Set exercise =>
Reproduce the entries in full, with no changes.

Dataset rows
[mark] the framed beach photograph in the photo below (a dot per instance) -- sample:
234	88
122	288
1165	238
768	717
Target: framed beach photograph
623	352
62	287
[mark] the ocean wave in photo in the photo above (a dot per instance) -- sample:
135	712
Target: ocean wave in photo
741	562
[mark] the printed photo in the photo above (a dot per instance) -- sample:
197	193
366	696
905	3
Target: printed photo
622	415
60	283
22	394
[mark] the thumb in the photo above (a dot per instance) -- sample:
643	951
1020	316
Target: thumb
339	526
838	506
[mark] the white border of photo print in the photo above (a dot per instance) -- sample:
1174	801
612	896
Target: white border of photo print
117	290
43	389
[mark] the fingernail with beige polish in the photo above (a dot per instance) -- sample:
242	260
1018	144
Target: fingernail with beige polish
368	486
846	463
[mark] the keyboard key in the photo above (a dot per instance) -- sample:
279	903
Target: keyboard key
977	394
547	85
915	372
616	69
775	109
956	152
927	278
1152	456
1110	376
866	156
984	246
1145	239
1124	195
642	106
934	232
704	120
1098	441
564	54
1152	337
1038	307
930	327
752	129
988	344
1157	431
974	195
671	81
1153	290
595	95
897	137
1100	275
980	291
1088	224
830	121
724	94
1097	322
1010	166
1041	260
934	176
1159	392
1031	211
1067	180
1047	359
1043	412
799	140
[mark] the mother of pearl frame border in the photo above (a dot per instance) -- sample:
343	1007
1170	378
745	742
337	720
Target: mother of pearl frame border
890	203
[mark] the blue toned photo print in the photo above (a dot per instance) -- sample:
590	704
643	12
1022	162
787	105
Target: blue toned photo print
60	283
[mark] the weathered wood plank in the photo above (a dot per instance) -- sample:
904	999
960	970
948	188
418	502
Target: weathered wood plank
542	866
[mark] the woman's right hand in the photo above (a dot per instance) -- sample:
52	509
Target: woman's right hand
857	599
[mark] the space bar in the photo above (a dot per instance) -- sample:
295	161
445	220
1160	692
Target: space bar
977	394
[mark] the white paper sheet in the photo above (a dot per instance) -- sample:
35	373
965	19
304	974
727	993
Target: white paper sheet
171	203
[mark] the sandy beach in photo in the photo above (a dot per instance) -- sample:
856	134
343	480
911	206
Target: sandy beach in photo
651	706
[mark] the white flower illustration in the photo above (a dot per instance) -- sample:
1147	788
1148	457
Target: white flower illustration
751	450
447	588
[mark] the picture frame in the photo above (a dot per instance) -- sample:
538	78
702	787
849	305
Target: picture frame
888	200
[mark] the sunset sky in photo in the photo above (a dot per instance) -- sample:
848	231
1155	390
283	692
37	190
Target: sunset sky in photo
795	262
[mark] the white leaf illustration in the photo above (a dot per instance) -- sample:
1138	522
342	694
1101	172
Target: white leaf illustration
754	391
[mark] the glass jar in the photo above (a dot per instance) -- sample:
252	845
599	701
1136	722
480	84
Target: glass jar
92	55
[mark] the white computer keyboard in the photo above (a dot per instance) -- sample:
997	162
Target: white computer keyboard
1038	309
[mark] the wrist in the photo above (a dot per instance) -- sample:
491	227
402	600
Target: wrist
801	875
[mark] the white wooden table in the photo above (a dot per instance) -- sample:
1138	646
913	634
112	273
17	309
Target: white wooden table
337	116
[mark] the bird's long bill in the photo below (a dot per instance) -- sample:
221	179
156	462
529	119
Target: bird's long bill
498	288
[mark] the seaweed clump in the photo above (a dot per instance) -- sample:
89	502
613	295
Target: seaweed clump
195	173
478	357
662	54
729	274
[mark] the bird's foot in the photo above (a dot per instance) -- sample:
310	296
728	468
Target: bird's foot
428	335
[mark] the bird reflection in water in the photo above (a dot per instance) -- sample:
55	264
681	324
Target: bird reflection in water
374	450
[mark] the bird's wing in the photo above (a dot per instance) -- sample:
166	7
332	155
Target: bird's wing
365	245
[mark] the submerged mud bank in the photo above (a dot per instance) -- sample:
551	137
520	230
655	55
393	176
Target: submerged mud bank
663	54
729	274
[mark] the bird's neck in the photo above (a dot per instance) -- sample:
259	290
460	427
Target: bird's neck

The result =>
[mark] the framed beach photograph in the photo below (a dot per instance) -- sample:
234	88
122	288
1165	238
768	717
Target: framed beach photograph
623	352
62	287
[mark] the ocean wave in photo in the photo above (a dot per instance) -- sample:
135	712
Target: ocean wave in photo
741	562
[mark] the printed photo in the photo above (a dot per instance) -- sample:
197	193
366	696
905	3
Target: printed photo
622	415
60	283
22	394
[mark] the thumb in the photo above (a dot per instance) -- sample:
643	951
1020	316
Target: thumb
339	526
838	506
[mark] the white border of photo print in the photo above (a dot per instance) -- sample:
1174	801
612	896
Target: white border of photo print
117	290
43	389
[mark] the fingernail with beige polish in the photo above (a dot per instance) -- sample:
242	260
1018	144
Target: fingernail with beige polish
368	486
846	463
[mark] the keyboard key in the photo above (a dot per instance) -- sample:
279	903
Target: keyboard key
977	394
547	85
915	372
616	69
775	109
956	152
927	278
1152	456
1110	376
866	156
984	246
1145	239
1124	195
642	106
934	232
704	120
1098	441
564	54
1152	337
1038	307
930	327
752	129
988	344
1157	431
974	195
671	81
1153	290
595	95
897	137
1100	275
980	291
1088	224
830	121
724	94
1097	322
1010	166
1041	260
934	176
1159	392
1031	211
1067	180
1047	359
1043	412
799	140
[mark] the mother of pearl frame border in the photo above (a dot per instance) -- sample:
343	1007
1170	378
745	742
337	720
Target: mother of pearl frame border
890	203
[mark] the blue toned photo print in the photo above (a dot per instance) -- sample:
590	704
643	12
1022	162
787	105
Target: blue toned photo print
60	283
[mark] the weathered wood plank in the photo above (a dot per instance) -- sample:
904	999
960	970
948	188
418	502
Target: weathered wood plank
542	866
[mark] the woman's right hand in the photo above (a dot per instance) -- sample:
52	509
Target: woman's right hand
857	599
[mark] the space bar in the photo above (a dot per instance) -- sample:
295	161
445	220
1160	692
Target: space bar
977	394
[mark] the white paper sheet in the photo above (a dot per instance) -- sample:
35	373
965	19
304	974
727	993
Target: white paper sheet
171	203
[mark] the sandy beach in photo in the photo above (a dot per instance) -- sample:
856	134
343	480
911	206
Target: sandy beach in photo
651	706
[mark] the white flower illustration in the photo above (a dot per instance) -- sample:
1147	788
1148	457
Target: white flower illustration
751	450
447	588
[mark] the picture frame in the photo above (a dot per instance) -- sample:
538	78
702	787
849	305
Target: picture frame
888	200
[mark] the sunset sky in photo in the photo above (a dot per instance) -- sample:
848	231
1155	390
283	692
37	190
Target: sunset sky in photo
795	262
[mark] the white leaf illustration in the photo above (a dot per instance) -- sample:
1138	522
342	694
1101	172
Target: white leaf illustration
754	391
[mark] the glass jar in the photo above (a dot per instance) -- sample:
252	845
599	701
1136	722
480	84
Target: glass jar
92	55
[mark] the white computer keyboard in the photo above (a dot per instance) -- sample:
997	162
Target: white computer keyboard
1038	309
[mark] the wrist in the photo above (a dot per instance) -- sample:
491	227
402	600
Target: wrist
801	875
[mark] the white wooden table in the photo above (a dot per instance) -- sample:
1138	646
913	634
112	273
17	309
Target: white wooden table
337	116
[mark] the bird's long bill in the photo below (a dot per instance) -- sample:
221	179
156	462
529	119
Target: bird's long bill
498	288
[mark] the seaweed clump in the photo above (a dot per instance) -- sample:
89	502
613	295
Target: seaweed clump
195	173
478	357
662	54
729	274
[mark] the bird's foot in the photo above (a dot per instance) -- sample:
310	296
728	468
Target: bird's foot
428	335
[mark] the bird reflection in water in the photo above (a dot per instance) -- sample:
55	264
681	324
Target: bird reflection in water
374	450
[mark] the bird's wing in the photo above (a dot per instance) -- sample:
166	7
332	155
Target: bird's wing
365	245
[mark] the submerged mud bank in the photo above (a dot per instance) -- sample:
551	137
520	230
655	55
393	176
Target: submerged mud bank
663	54
729	274
[mark] the bird's neck in the photo above (a dot per instance) -- sample:
259	290
460	427
Target: bird's neck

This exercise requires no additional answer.